Leaving the pictures aside, transcribe only and exactly the lines from the one with "Query: white baseboard" through the end of the entries, both included.

▸ Dataset records:
* * * * * * *

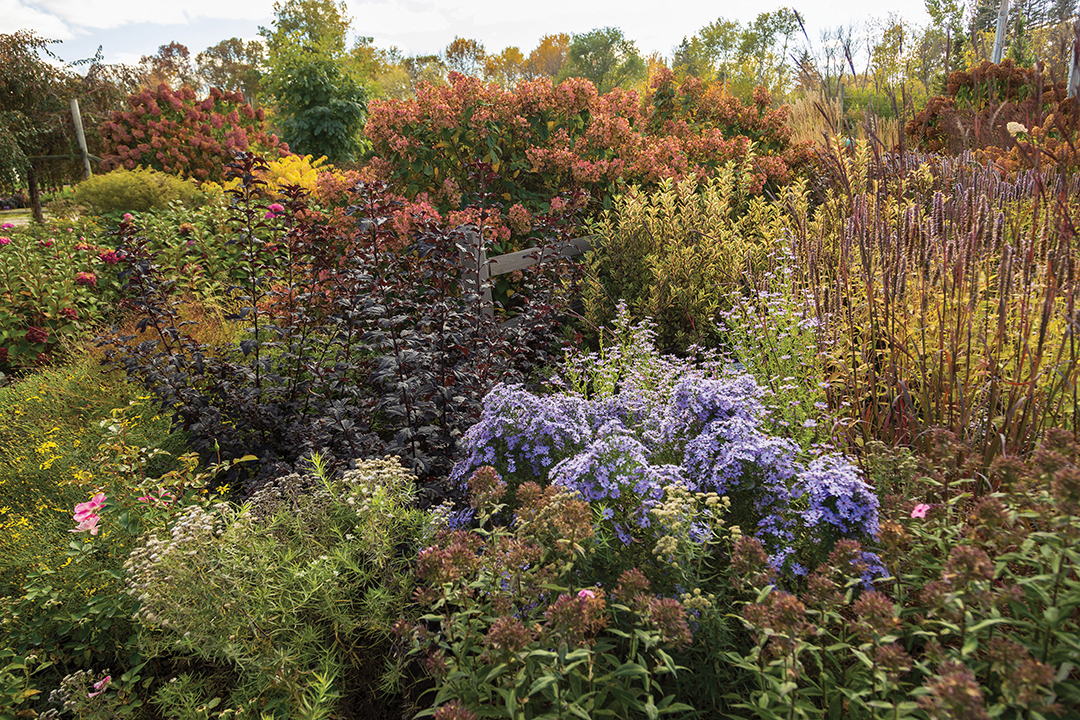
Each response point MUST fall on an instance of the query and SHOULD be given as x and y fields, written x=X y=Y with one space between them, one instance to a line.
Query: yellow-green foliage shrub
x=674 y=255
x=135 y=191
x=291 y=170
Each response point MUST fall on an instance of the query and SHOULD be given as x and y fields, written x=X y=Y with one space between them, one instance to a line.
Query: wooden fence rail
x=476 y=268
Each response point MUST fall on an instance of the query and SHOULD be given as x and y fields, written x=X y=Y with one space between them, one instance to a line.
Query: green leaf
x=541 y=683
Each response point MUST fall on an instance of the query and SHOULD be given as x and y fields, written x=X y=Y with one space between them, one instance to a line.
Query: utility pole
x=77 y=117
x=999 y=37
x=1075 y=64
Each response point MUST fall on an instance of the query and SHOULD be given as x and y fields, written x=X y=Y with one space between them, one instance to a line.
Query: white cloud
x=17 y=16
x=105 y=14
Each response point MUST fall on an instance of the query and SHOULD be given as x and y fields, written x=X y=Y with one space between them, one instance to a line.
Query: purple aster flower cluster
x=523 y=434
x=838 y=496
x=659 y=421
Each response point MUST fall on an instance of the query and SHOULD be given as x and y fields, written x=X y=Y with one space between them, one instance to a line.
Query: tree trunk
x=35 y=192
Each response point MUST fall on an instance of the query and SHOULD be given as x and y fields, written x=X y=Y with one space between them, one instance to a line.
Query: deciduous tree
x=233 y=65
x=172 y=65
x=550 y=56
x=466 y=56
x=606 y=57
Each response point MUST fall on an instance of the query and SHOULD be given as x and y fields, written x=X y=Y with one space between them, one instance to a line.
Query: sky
x=127 y=29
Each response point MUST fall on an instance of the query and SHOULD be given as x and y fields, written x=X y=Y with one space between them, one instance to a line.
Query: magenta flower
x=85 y=514
x=100 y=685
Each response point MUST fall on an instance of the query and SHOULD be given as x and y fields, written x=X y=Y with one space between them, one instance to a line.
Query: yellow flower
x=1015 y=127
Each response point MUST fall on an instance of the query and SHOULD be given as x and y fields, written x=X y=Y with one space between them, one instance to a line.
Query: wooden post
x=77 y=117
x=999 y=37
x=35 y=191
x=475 y=269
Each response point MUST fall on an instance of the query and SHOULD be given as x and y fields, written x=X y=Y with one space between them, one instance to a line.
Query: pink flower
x=89 y=524
x=83 y=511
x=100 y=685
x=85 y=514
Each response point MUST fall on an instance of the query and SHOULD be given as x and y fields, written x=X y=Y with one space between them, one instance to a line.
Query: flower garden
x=796 y=438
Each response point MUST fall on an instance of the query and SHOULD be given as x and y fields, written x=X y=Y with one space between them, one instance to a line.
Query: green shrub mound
x=135 y=191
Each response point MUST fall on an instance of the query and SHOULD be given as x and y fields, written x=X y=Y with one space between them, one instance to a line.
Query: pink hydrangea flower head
x=920 y=510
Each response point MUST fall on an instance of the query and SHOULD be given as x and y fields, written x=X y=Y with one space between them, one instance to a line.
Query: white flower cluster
x=147 y=568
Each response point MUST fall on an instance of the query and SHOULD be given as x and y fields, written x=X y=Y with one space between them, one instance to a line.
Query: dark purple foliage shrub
x=629 y=423
x=352 y=347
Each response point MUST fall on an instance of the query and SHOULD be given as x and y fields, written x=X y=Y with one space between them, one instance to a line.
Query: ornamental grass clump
x=977 y=619
x=287 y=601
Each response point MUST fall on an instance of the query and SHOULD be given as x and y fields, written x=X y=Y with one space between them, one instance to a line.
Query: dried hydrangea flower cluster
x=631 y=423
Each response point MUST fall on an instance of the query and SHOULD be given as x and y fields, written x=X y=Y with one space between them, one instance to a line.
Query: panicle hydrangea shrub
x=640 y=422
x=174 y=132
x=541 y=138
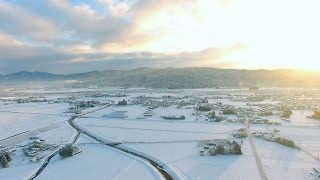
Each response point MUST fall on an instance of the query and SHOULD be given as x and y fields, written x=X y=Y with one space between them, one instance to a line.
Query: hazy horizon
x=60 y=36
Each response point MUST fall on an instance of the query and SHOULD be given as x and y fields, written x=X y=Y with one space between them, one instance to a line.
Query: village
x=212 y=124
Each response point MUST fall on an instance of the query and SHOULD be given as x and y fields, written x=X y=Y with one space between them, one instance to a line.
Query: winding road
x=79 y=130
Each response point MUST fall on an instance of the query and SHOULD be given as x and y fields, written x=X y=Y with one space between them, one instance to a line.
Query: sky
x=61 y=36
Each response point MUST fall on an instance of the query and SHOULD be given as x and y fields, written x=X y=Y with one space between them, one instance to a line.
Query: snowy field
x=17 y=118
x=98 y=162
x=172 y=144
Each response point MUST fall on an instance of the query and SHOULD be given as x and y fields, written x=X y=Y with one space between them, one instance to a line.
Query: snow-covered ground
x=97 y=161
x=281 y=162
x=17 y=118
x=173 y=144
x=21 y=167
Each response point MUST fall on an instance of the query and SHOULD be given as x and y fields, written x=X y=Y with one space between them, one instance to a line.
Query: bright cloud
x=120 y=34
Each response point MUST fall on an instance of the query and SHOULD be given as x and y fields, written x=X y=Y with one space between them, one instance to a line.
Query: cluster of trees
x=67 y=151
x=5 y=158
x=204 y=107
x=212 y=115
x=286 y=112
x=286 y=142
x=229 y=111
x=316 y=114
x=123 y=102
x=266 y=113
x=236 y=150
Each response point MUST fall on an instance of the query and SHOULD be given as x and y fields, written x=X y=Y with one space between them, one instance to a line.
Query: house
x=116 y=114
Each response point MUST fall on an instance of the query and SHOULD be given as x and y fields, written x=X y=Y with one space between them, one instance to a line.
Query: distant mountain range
x=175 y=78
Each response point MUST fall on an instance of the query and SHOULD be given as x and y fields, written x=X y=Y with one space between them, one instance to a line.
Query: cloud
x=59 y=60
x=17 y=21
x=64 y=37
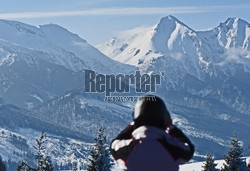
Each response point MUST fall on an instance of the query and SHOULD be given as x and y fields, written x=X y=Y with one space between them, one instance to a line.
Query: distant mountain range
x=206 y=85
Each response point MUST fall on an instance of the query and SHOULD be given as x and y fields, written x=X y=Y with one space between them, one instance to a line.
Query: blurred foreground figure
x=151 y=142
x=2 y=168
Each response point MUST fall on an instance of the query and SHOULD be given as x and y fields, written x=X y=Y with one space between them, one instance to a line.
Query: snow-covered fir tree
x=99 y=159
x=209 y=164
x=233 y=159
x=43 y=160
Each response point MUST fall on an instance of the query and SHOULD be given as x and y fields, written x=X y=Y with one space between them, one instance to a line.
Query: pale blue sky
x=99 y=20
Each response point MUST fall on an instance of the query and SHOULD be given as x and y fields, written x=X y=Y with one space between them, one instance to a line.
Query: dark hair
x=151 y=111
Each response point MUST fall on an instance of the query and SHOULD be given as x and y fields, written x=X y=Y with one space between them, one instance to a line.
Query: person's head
x=151 y=111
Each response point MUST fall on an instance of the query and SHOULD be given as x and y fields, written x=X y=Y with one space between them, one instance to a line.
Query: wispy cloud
x=120 y=11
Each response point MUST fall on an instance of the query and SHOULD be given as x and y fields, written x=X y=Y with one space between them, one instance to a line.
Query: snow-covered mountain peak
x=233 y=33
x=169 y=23
x=62 y=46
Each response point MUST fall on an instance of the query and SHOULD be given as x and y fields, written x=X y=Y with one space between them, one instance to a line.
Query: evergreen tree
x=100 y=156
x=233 y=160
x=209 y=164
x=43 y=161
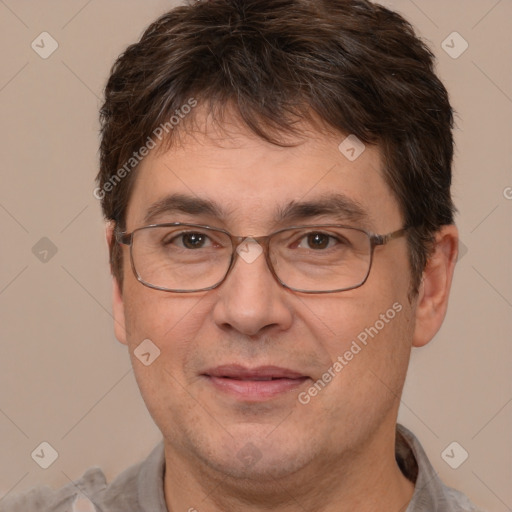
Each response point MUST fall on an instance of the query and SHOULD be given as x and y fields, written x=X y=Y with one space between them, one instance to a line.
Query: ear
x=117 y=296
x=432 y=300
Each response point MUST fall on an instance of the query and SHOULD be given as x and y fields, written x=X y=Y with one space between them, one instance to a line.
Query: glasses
x=183 y=258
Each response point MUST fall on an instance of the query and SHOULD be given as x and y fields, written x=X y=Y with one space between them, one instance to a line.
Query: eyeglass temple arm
x=384 y=239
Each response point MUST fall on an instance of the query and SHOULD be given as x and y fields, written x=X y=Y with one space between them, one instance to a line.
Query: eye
x=317 y=241
x=191 y=240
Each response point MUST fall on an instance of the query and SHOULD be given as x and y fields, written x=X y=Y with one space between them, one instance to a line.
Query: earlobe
x=432 y=301
x=118 y=312
x=117 y=296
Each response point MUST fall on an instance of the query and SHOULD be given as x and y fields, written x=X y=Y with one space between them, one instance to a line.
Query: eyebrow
x=335 y=205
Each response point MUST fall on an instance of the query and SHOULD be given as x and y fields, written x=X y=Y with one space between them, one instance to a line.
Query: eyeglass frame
x=126 y=238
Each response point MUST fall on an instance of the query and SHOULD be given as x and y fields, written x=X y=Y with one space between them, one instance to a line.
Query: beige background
x=64 y=378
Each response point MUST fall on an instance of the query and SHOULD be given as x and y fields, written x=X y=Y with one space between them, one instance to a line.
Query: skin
x=335 y=453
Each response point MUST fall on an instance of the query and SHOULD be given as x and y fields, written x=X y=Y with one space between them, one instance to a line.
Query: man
x=276 y=180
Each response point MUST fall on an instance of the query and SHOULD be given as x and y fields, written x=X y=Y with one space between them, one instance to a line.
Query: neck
x=366 y=479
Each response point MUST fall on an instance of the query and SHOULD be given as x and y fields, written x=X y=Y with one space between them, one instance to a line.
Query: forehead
x=249 y=183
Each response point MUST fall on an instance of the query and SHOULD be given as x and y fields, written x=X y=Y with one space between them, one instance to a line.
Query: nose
x=250 y=300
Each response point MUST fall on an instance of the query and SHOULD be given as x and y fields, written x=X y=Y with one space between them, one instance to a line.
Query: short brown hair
x=356 y=65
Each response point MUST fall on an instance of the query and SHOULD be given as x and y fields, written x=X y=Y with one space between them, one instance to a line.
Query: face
x=205 y=390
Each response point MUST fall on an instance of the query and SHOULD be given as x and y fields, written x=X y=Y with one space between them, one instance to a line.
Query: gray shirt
x=140 y=487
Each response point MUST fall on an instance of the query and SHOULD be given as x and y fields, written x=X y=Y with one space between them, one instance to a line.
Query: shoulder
x=92 y=483
x=90 y=493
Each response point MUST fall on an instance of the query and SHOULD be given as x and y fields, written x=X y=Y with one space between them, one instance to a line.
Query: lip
x=254 y=384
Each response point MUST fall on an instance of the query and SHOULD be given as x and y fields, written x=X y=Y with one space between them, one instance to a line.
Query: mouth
x=254 y=384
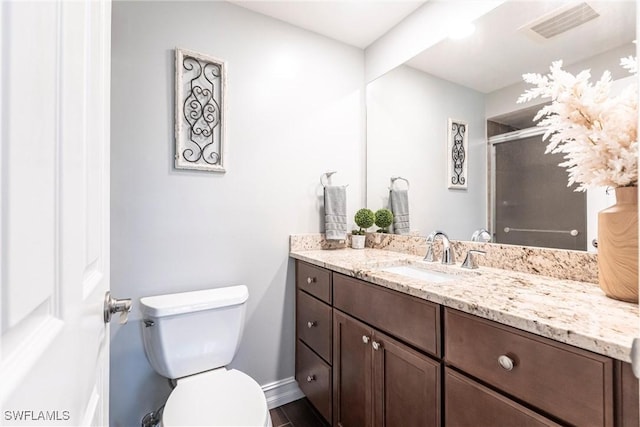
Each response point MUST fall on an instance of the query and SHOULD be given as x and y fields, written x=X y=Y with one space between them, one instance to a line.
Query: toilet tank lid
x=185 y=302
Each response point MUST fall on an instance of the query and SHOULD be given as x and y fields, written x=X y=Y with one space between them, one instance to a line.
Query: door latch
x=113 y=306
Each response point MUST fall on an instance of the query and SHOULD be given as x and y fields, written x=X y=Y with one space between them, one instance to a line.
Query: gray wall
x=296 y=109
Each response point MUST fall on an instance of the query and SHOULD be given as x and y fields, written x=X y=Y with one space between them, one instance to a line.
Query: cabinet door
x=406 y=385
x=352 y=364
x=468 y=403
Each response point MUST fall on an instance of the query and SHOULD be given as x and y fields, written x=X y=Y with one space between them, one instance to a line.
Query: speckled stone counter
x=572 y=312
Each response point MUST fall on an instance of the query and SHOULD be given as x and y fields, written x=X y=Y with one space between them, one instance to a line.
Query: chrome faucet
x=448 y=256
x=481 y=235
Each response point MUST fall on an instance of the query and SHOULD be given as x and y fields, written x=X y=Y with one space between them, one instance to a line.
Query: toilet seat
x=217 y=398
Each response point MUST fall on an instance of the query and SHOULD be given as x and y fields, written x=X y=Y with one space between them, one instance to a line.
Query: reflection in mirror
x=478 y=81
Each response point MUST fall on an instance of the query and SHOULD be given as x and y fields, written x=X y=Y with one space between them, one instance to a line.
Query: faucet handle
x=429 y=256
x=470 y=260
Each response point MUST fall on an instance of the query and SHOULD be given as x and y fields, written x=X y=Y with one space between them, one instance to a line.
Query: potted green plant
x=383 y=219
x=364 y=219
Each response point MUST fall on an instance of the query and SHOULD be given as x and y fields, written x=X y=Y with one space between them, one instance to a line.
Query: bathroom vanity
x=486 y=347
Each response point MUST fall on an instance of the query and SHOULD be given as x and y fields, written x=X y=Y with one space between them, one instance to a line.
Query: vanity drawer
x=413 y=320
x=468 y=403
x=314 y=378
x=314 y=323
x=569 y=383
x=314 y=280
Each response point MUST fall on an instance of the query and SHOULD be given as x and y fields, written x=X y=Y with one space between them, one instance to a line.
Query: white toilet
x=191 y=337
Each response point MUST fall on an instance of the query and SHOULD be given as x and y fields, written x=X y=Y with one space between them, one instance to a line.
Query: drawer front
x=314 y=378
x=468 y=403
x=408 y=318
x=313 y=324
x=314 y=280
x=571 y=384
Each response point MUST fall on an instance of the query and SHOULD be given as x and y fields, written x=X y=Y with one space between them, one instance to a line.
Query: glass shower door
x=532 y=204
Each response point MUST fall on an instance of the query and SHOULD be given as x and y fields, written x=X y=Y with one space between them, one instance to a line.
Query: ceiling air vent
x=563 y=19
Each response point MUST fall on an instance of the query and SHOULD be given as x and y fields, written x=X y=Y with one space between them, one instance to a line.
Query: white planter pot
x=357 y=242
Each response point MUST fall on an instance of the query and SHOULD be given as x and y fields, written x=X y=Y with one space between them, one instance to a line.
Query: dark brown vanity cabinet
x=370 y=356
x=314 y=336
x=572 y=385
x=379 y=381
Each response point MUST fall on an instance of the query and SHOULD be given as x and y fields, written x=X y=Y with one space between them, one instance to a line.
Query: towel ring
x=328 y=178
x=396 y=178
x=326 y=175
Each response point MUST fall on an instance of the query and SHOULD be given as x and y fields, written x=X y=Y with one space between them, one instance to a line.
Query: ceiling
x=502 y=49
x=495 y=56
x=354 y=22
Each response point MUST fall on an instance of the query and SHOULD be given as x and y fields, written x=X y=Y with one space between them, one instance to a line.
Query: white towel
x=399 y=201
x=335 y=212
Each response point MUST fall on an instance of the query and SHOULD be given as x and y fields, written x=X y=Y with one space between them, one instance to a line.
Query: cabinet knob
x=506 y=362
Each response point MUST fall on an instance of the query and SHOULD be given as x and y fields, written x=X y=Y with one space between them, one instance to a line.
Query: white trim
x=281 y=392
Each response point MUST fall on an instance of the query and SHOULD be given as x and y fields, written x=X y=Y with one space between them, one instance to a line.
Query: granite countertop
x=572 y=312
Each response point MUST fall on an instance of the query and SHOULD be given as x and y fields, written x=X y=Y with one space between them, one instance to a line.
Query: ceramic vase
x=357 y=242
x=618 y=246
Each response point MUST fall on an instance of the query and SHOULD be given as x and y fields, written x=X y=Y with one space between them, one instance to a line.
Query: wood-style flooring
x=298 y=413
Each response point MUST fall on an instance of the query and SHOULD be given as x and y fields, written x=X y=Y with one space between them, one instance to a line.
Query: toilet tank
x=192 y=332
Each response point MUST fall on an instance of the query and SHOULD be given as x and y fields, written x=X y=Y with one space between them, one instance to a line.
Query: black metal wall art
x=200 y=111
x=457 y=152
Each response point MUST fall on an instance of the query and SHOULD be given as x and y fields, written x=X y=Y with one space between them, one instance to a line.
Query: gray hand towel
x=335 y=212
x=399 y=200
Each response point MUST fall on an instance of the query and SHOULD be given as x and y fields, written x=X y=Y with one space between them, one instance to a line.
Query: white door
x=54 y=194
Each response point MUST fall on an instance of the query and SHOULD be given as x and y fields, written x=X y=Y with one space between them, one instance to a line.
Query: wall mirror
x=478 y=80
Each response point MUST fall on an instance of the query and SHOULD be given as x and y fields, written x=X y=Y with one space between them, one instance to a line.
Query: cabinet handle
x=506 y=362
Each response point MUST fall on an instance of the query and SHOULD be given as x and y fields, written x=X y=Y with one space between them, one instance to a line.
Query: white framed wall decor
x=200 y=111
x=457 y=149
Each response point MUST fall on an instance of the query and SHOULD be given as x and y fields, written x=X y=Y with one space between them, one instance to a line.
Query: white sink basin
x=421 y=273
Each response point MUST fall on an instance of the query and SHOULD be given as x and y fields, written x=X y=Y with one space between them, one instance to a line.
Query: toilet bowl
x=191 y=337
x=220 y=397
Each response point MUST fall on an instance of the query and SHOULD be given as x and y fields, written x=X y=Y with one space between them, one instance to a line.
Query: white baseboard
x=282 y=392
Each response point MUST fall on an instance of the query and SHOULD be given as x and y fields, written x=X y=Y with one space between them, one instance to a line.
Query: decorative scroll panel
x=457 y=154
x=200 y=111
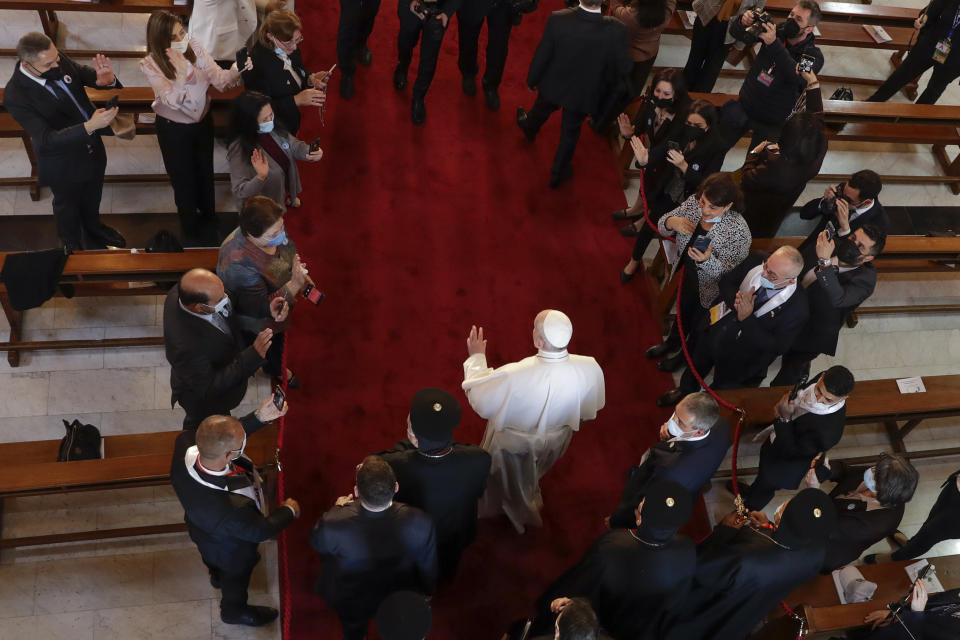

* * * * * * *

▸ Answer to this task:
Query: white baseboard
x=282 y=392
Each response point MUST fall on an instance of the query and SHOULD be given as x and y fields, written x=X y=Y with one space between them, one instance to a line.
Query: decorative scroll panel
x=457 y=154
x=200 y=111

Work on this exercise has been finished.